■ Source passage ■

※

The general form for our confidence interval for a group $i$ will be $\bar{y_i} \pm t_{n-t, \alpha / 2} \cdot SE(\bar{y_i})$. In this case, we will use $t_{12-3, 0.05 / 2} = 2.26157$. Also, our standard error will be $SE(\bar{y_i}) = \sqrt{\sigma^2 \cdot c_i ^2/ n_i} = \sqrt{MSE \cdot 1^2 / 4}$, where MSE is given from a proc reg in SAS and $n_i = 4$ since all groups have the same size of 4. Low:

$2.2325 \pm 2.26157 \cdot \sqrt{0.553 / 4} = (1.39, 3.073)$

We are 95% confident that the true mean insulin release given a low concentration of glucose is between 1.39 and 3.073 units.

Medium:

$3.4375 \pm 2.26157 \cdot \sqrt{0.553 / 4} = (2.5966, 4.2784)$

We are 95% confident that the true mean insulin release given a low medium of glucose is between 2.5966 and 4.2784 units.

High:

$4.5 \pm 2.26157 \cdot \sqrt{0.553 / 4} = (3.6591, 5.3409)$

We are 95% confident that the true mean insulin release given a low medium of glucose is between 3.6591 and 5.3409 units.

## (b)

Perform a hypothesis test to see if the data support the claim that the mean insulin release at high glucose concentration is at least one unit more than that at medium glucose concentration.

First we will set up our hypotheses.

\begin{align} H_0: & \mu_{high} - \mu_{medium} \leq 1 \\ H_A: & \mu_{high} - \mu_{medium} > 1 \end{align}

We will use a general test statistic $t = \frac{ \hat{\theta} - \theta_0 }{ SE(\hat{\theta}) }$ where $\theta_0 = 1$, $\hat{\theta} = \bar{y_{high}} - \bar{y_{medium}} = 4.5 - 3.4375 = 1.0625$, and $SE(\hat{\theta} = \sqrt{MSE \cdot (1/n_{high} - 1/n_{medium})}$. This gives

$t = \frac{1.0625\, -1}{\sqrt{0.553 \left(\frac{1}{4}+\frac{1}{4}\right)}}$

Testing this against a $t_{n-2} = t_{9}$ distribution gives a p-value of 0.454. Using $\alpha = 0.05$, we do not have sufficient evidence to reject the null in favor of the alternative that the mean insulin release at high glucose concentration is at least one unit more than that at medium glucose concentration.

※

■ Given data ■
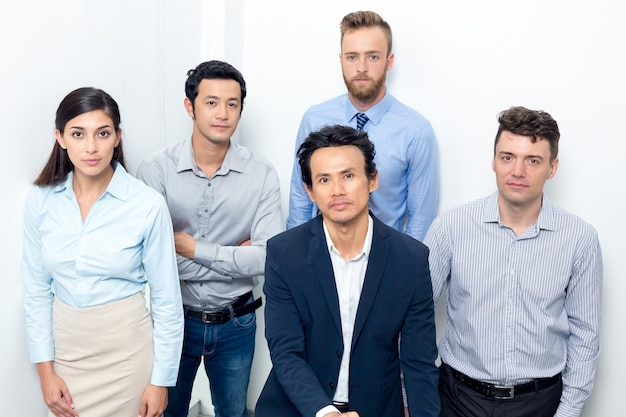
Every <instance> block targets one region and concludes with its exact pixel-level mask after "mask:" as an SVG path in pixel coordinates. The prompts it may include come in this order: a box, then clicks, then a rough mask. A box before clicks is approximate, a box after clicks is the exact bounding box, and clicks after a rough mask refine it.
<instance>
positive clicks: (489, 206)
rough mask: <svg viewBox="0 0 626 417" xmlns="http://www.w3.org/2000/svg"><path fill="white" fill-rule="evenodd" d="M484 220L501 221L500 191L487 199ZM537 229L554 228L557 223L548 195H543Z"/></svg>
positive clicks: (495, 193) (484, 212) (539, 211)
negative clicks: (499, 198)
mask: <svg viewBox="0 0 626 417" xmlns="http://www.w3.org/2000/svg"><path fill="white" fill-rule="evenodd" d="M483 222H485V223H500V210H499V208H498V192H497V191H496V192H495V193H493V194H492V195H491V196H489V198H488V200H487V206H486V207H485V211H484V213H483ZM535 227H536V228H537V229H544V230H554V229H555V228H556V223H555V220H554V215H553V210H552V202H551V201H550V199H549V198H548V196H546V194H545V193H543V195H542V200H541V209H540V210H539V216H538V217H537V222H536V223H535Z"/></svg>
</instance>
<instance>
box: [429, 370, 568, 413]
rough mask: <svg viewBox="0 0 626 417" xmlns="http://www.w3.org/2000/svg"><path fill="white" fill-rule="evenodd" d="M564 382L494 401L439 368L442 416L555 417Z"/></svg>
mask: <svg viewBox="0 0 626 417" xmlns="http://www.w3.org/2000/svg"><path fill="white" fill-rule="evenodd" d="M562 391H563V382H562V381H561V380H559V381H558V382H557V383H556V384H554V385H552V386H551V387H548V388H545V389H542V390H540V391H537V392H529V393H527V394H520V395H516V396H515V398H511V399H502V400H500V399H495V398H489V397H487V396H485V395H483V394H480V393H478V392H476V391H474V390H472V389H471V388H469V387H467V386H465V385H463V384H462V383H460V382H458V381H457V380H456V379H454V376H453V375H452V371H451V369H450V367H449V366H447V365H442V366H441V367H440V368H439V396H440V398H441V417H554V413H555V412H556V409H557V408H558V406H559V402H560V401H561V392H562Z"/></svg>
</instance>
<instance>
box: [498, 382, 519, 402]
mask: <svg viewBox="0 0 626 417" xmlns="http://www.w3.org/2000/svg"><path fill="white" fill-rule="evenodd" d="M493 388H494V390H499V391H500V390H502V391H504V390H508V391H509V392H508V394H505V395H498V394H500V392H495V391H494V393H493V398H495V399H496V400H512V399H513V398H515V387H513V386H502V385H496V386H494V387H493Z"/></svg>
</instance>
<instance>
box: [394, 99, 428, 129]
mask: <svg viewBox="0 0 626 417" xmlns="http://www.w3.org/2000/svg"><path fill="white" fill-rule="evenodd" d="M388 100H389V103H390V104H389V110H390V111H389V114H390V115H391V116H392V117H394V118H395V119H397V121H399V122H402V123H404V124H406V125H408V126H411V127H413V128H415V129H418V130H423V129H424V128H429V129H430V128H431V124H430V121H429V120H428V119H427V118H426V117H425V116H424V115H422V113H420V112H418V111H417V110H415V109H414V108H412V107H409V106H408V105H406V104H404V103H402V102H401V101H400V100H398V99H397V98H395V97H394V96H392V95H389V97H388Z"/></svg>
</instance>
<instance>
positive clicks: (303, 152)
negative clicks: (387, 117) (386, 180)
mask: <svg viewBox="0 0 626 417" xmlns="http://www.w3.org/2000/svg"><path fill="white" fill-rule="evenodd" d="M349 145H352V146H356V147H357V148H358V149H359V150H360V151H361V153H362V154H363V158H364V159H365V174H366V175H367V177H368V178H370V179H373V178H374V177H375V176H376V173H377V172H378V171H377V170H376V164H375V163H374V155H375V154H376V150H375V149H374V144H373V143H372V142H371V141H370V140H369V138H368V136H367V132H365V131H363V130H357V129H355V128H353V127H350V126H342V125H333V126H326V127H323V128H321V129H320V130H318V131H315V132H311V133H309V136H307V138H306V139H305V140H304V142H302V144H301V145H300V147H299V148H298V152H297V157H298V162H299V163H300V172H301V174H302V181H303V182H304V183H305V184H306V185H307V186H308V187H309V188H311V187H312V186H313V179H312V178H311V156H312V155H313V152H315V151H316V150H318V149H320V148H332V147H339V146H349Z"/></svg>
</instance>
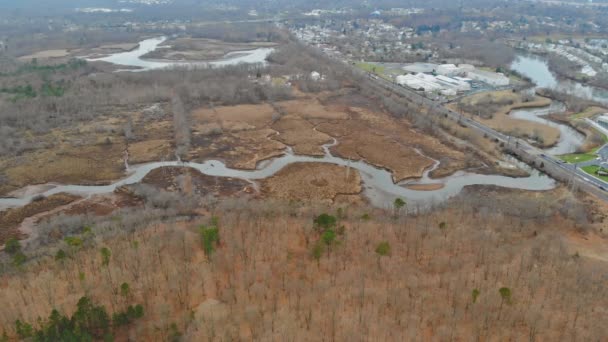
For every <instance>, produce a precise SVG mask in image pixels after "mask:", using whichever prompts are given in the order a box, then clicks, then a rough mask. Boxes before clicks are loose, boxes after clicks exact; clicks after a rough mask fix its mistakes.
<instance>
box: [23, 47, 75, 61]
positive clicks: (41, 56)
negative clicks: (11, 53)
mask: <svg viewBox="0 0 608 342" xmlns="http://www.w3.org/2000/svg"><path fill="white" fill-rule="evenodd" d="M69 54H70V52H69V51H68V50H65V49H61V50H46V51H39V52H36V53H33V54H31V55H27V56H21V57H19V60H22V61H30V60H32V59H48V58H61V57H67V56H68V55H69Z"/></svg>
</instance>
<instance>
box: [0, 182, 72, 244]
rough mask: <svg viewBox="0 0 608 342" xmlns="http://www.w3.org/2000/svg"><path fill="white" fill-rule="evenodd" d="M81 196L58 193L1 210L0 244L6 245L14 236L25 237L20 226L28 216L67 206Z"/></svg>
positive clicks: (38, 213)
mask: <svg viewBox="0 0 608 342" xmlns="http://www.w3.org/2000/svg"><path fill="white" fill-rule="evenodd" d="M79 198H80V197H78V196H74V195H68V194H57V195H53V196H49V197H45V198H41V199H40V200H36V201H33V202H31V203H29V204H27V205H25V206H23V207H20V208H12V209H7V210H5V211H0V245H4V243H5V242H6V241H7V240H8V239H10V238H12V237H14V238H24V236H23V234H24V232H20V231H19V230H18V228H19V225H20V224H21V223H22V222H23V221H24V220H25V219H26V218H28V217H32V216H35V215H38V214H41V213H44V212H48V211H51V210H53V209H55V208H59V207H62V206H65V205H66V204H69V203H72V202H74V201H76V200H77V199H79Z"/></svg>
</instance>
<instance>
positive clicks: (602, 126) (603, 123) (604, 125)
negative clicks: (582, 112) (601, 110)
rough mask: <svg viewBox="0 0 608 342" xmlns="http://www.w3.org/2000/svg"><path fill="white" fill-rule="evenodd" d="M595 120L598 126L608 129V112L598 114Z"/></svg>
mask: <svg viewBox="0 0 608 342" xmlns="http://www.w3.org/2000/svg"><path fill="white" fill-rule="evenodd" d="M596 121H597V123H598V124H599V125H600V126H602V127H604V128H606V129H608V114H603V115H601V116H599V117H598V118H597V120H596Z"/></svg>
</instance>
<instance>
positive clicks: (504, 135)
mask: <svg viewBox="0 0 608 342" xmlns="http://www.w3.org/2000/svg"><path fill="white" fill-rule="evenodd" d="M370 78H371V79H372V80H373V81H375V82H376V83H377V84H379V85H380V86H381V87H383V88H385V89H388V90H391V91H393V92H394V93H395V94H397V95H400V96H402V97H405V98H407V99H409V100H410V101H412V102H414V103H417V104H421V105H425V106H427V107H430V108H432V109H433V111H431V112H432V113H433V114H434V115H444V116H446V117H448V118H450V119H452V120H454V121H456V122H460V123H461V124H464V125H466V126H467V127H470V128H472V129H475V130H477V131H478V132H481V133H482V134H485V135H486V136H488V137H490V138H492V139H494V140H496V141H498V142H502V143H504V144H505V145H506V146H507V147H508V149H509V150H510V151H511V152H512V153H514V154H515V155H517V156H519V157H520V158H521V159H522V160H524V161H526V162H528V163H529V164H530V165H533V166H534V167H535V168H537V169H539V170H540V171H542V172H545V173H547V174H549V175H550V176H552V177H553V178H555V179H557V180H560V181H562V182H564V183H566V184H568V185H569V186H570V187H572V188H576V189H579V190H582V191H586V192H588V193H591V194H593V195H595V196H597V197H599V198H600V199H602V200H604V201H608V193H607V192H606V190H607V189H608V182H605V181H603V180H601V179H598V178H595V177H593V176H591V175H589V174H587V173H586V172H584V171H583V170H581V169H580V168H578V167H576V165H572V164H567V163H564V162H562V161H561V160H560V159H557V158H555V157H553V156H550V155H547V154H546V153H545V152H544V151H542V150H540V149H538V148H536V147H535V146H532V145H530V144H529V143H528V142H526V141H524V140H521V139H517V138H514V137H510V136H508V135H505V134H503V133H500V132H498V131H495V130H493V129H492V128H490V127H488V126H486V125H484V124H481V123H479V122H477V121H474V120H471V119H469V118H466V117H464V116H463V115H461V114H460V113H457V112H455V111H452V110H450V109H448V108H446V107H445V106H443V105H442V104H439V103H437V102H435V101H433V100H430V99H427V98H426V97H424V96H422V95H421V94H419V93H417V92H416V91H414V90H411V89H408V88H404V87H402V86H399V85H396V84H394V83H392V82H389V81H387V80H385V79H382V78H380V77H377V76H375V75H370Z"/></svg>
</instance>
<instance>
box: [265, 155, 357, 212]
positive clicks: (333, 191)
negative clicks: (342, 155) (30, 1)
mask: <svg viewBox="0 0 608 342" xmlns="http://www.w3.org/2000/svg"><path fill="white" fill-rule="evenodd" d="M360 192H361V178H360V177H359V172H358V171H357V170H353V169H351V170H347V168H346V167H341V166H336V165H331V164H309V163H302V164H291V165H289V166H287V167H286V168H284V169H283V170H281V171H279V172H278V173H277V174H276V175H274V176H273V177H270V178H268V179H266V180H264V181H263V182H262V194H263V195H264V196H267V197H271V198H278V199H284V200H288V201H302V202H316V203H319V202H321V203H332V202H333V201H334V200H335V199H336V197H337V196H338V195H359V193H360Z"/></svg>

※

■ Exercise ■
From the passage on insulin release and glucose concentration, answer:
(a) What critical t value is used for the confidence intervals?
(b) What interval is given for the low glucose concentration?
(c) What p-value does the hypothesis test produce?

■ Result ■
(a) 2.26157
(b) (1.39, 3.073)
(c) 0.454